Task description:
According to the essay below on jumping to conclusions, what unit are the writer's 8th graders finishing?

Jumping to Conclusions

jumping to conclusions

My 8th graders are finishing up a unit on geometric proofs. This material has even my live-and-breathe-math kids questioning, “When will we ever have to use this?”

And I’m honest with them. I confess that they will never be asked to write a two-column proof justifying why two triangles are congruent in order to clinch a job interview. No romantic interest will ever look over their paragraph constructed to show that a quadrilateral is, in fact, a rectangle and criticize the fact that they failed to correctly use the slopes to show right angles. In fact, the only time that this exact skill will come in handy is if they happen to become math teachers. (In fact, I’m kicking myself now for making my way through 9th grade geometry in a zombie-like haze.)

But I don’t stop there.

“Forget the content for a moment,” I advise them. “What does this process, as painful as it may be, actually teach you?”

There are confused looks. A few random and half-hearted attempts to answer my question. And then I hear it from the back corner –

 

“It teaches us how to think. How to move from one fact to another and not jump to conclusions.”

 

When I was four, I had not yet had the benefit of geometric proofs to teach me how to think. At my grandmother’s house, I would spend hours sitting by her side as she narrated her way through countless family photos. Photos, that were for the most part, in black and white.

Stored records

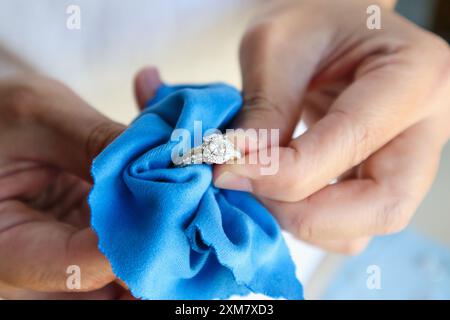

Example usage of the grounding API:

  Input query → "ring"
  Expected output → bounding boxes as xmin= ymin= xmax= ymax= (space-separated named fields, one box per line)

xmin=174 ymin=133 xmax=242 ymax=166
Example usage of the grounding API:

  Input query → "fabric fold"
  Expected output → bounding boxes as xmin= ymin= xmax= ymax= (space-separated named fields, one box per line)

xmin=89 ymin=84 xmax=303 ymax=299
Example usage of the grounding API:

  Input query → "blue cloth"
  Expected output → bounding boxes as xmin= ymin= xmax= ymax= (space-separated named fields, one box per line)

xmin=89 ymin=84 xmax=303 ymax=299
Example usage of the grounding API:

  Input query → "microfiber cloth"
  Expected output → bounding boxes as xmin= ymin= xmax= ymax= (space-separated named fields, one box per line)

xmin=89 ymin=84 xmax=303 ymax=299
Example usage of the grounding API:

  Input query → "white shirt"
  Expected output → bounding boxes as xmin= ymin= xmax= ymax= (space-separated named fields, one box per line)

xmin=0 ymin=0 xmax=323 ymax=296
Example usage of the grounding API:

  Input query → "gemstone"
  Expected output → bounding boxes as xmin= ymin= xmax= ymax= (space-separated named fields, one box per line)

xmin=202 ymin=133 xmax=241 ymax=164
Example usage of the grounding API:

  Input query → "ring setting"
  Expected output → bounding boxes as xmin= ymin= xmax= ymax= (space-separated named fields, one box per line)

xmin=175 ymin=133 xmax=242 ymax=166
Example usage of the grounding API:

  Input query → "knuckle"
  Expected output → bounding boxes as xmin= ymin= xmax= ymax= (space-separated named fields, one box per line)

xmin=375 ymin=196 xmax=409 ymax=235
xmin=330 ymin=109 xmax=375 ymax=168
xmin=240 ymin=17 xmax=281 ymax=55
xmin=341 ymin=241 xmax=367 ymax=256
xmin=293 ymin=214 xmax=313 ymax=242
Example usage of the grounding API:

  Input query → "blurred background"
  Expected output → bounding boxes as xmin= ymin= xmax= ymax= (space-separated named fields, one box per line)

xmin=0 ymin=0 xmax=450 ymax=299
xmin=306 ymin=0 xmax=450 ymax=299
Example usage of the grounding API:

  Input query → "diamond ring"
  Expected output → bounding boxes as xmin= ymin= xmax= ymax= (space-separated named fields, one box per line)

xmin=174 ymin=133 xmax=242 ymax=166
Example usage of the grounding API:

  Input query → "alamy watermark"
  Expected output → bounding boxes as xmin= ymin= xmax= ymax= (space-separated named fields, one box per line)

xmin=66 ymin=264 xmax=81 ymax=290
xmin=366 ymin=264 xmax=381 ymax=290
xmin=366 ymin=4 xmax=381 ymax=30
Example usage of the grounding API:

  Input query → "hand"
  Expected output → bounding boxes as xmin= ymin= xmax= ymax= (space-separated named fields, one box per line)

xmin=0 ymin=69 xmax=159 ymax=299
xmin=214 ymin=0 xmax=450 ymax=253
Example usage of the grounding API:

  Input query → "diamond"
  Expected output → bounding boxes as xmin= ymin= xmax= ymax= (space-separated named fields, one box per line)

xmin=202 ymin=133 xmax=241 ymax=164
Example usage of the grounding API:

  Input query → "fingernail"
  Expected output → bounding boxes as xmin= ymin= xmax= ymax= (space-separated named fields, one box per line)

xmin=214 ymin=171 xmax=252 ymax=192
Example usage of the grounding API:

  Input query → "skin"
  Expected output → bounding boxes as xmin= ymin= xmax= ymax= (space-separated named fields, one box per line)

xmin=0 ymin=68 xmax=161 ymax=299
xmin=0 ymin=0 xmax=450 ymax=299
xmin=214 ymin=0 xmax=450 ymax=253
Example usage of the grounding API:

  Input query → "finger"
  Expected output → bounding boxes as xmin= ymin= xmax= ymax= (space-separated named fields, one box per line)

xmin=134 ymin=67 xmax=162 ymax=110
xmin=215 ymin=44 xmax=442 ymax=202
xmin=0 ymin=75 xmax=125 ymax=181
xmin=262 ymin=119 xmax=442 ymax=242
xmin=234 ymin=20 xmax=330 ymax=145
xmin=0 ymin=201 xmax=115 ymax=292
xmin=310 ymin=237 xmax=370 ymax=255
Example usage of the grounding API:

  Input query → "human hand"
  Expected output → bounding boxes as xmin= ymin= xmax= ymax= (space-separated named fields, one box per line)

xmin=214 ymin=0 xmax=450 ymax=253
xmin=0 ymin=69 xmax=159 ymax=299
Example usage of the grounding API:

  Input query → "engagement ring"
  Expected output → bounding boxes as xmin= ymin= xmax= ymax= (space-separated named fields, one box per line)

xmin=174 ymin=133 xmax=242 ymax=166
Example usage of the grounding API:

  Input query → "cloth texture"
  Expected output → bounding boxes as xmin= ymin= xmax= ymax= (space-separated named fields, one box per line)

xmin=89 ymin=84 xmax=303 ymax=299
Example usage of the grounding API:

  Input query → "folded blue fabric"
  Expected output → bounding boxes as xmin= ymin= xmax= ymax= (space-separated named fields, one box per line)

xmin=89 ymin=84 xmax=303 ymax=299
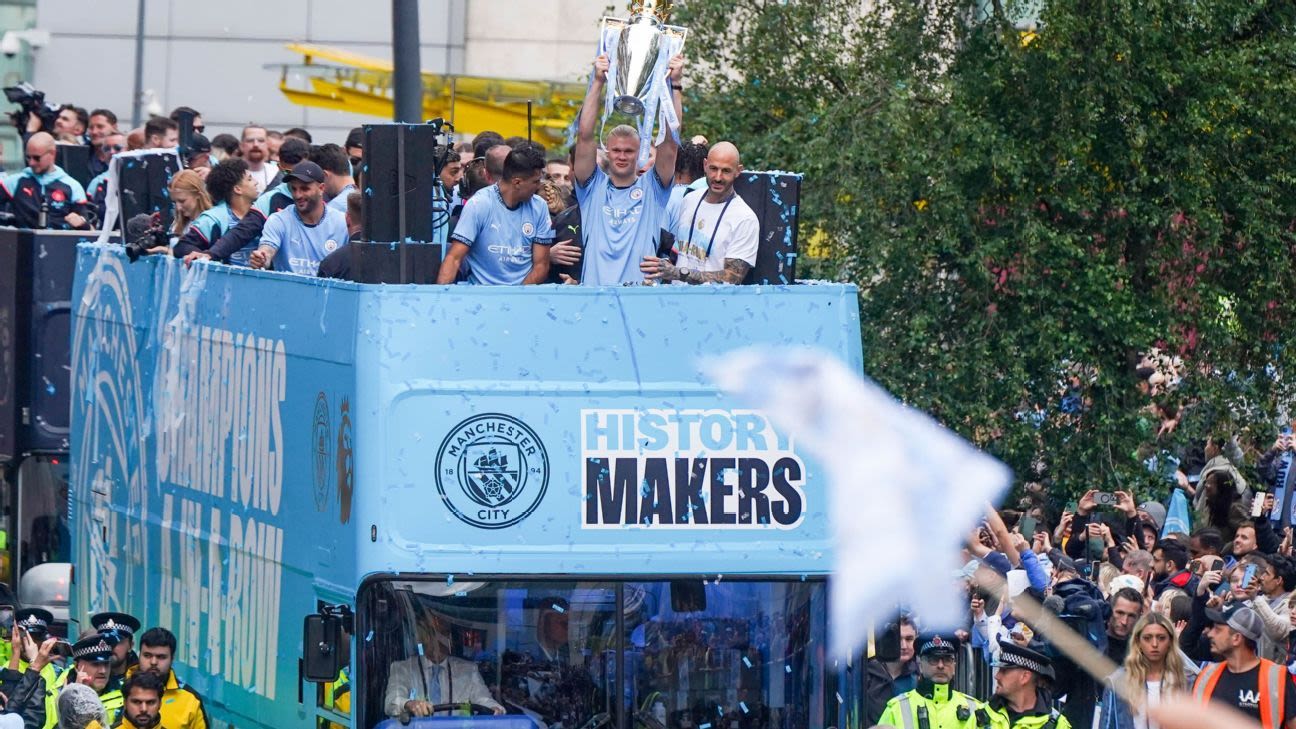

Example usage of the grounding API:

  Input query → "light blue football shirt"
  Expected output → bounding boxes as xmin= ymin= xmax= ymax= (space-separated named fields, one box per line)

xmin=575 ymin=166 xmax=674 ymax=285
xmin=454 ymin=184 xmax=553 ymax=285
xmin=260 ymin=205 xmax=349 ymax=276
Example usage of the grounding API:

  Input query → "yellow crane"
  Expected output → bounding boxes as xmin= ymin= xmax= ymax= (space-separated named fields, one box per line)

xmin=270 ymin=43 xmax=586 ymax=145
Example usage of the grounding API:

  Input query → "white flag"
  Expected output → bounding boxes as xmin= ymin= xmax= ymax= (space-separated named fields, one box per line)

xmin=705 ymin=349 xmax=1011 ymax=655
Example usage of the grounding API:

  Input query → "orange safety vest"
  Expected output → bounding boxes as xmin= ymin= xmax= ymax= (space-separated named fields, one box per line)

xmin=1192 ymin=659 xmax=1287 ymax=729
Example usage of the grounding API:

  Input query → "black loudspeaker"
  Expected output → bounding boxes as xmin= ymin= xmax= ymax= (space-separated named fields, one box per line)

xmin=345 ymin=243 xmax=442 ymax=284
xmin=736 ymin=173 xmax=801 ymax=284
xmin=0 ymin=228 xmax=92 ymax=460
xmin=22 ymin=231 xmax=80 ymax=451
xmin=362 ymin=125 xmax=445 ymax=243
xmin=54 ymin=144 xmax=95 ymax=186
xmin=0 ymin=228 xmax=22 ymax=462
xmin=113 ymin=152 xmax=180 ymax=228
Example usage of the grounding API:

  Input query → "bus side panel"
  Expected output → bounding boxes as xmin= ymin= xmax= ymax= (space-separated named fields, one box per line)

xmin=71 ymin=246 xmax=356 ymax=726
xmin=358 ymin=285 xmax=862 ymax=575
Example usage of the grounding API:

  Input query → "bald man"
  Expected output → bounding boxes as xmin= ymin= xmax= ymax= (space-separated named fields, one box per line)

xmin=0 ymin=131 xmax=91 ymax=230
xmin=639 ymin=141 xmax=761 ymax=284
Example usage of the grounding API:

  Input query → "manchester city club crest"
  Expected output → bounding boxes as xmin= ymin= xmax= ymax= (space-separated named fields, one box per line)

xmin=437 ymin=412 xmax=550 ymax=529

Solution to this problem:
A unit on geometric proofs.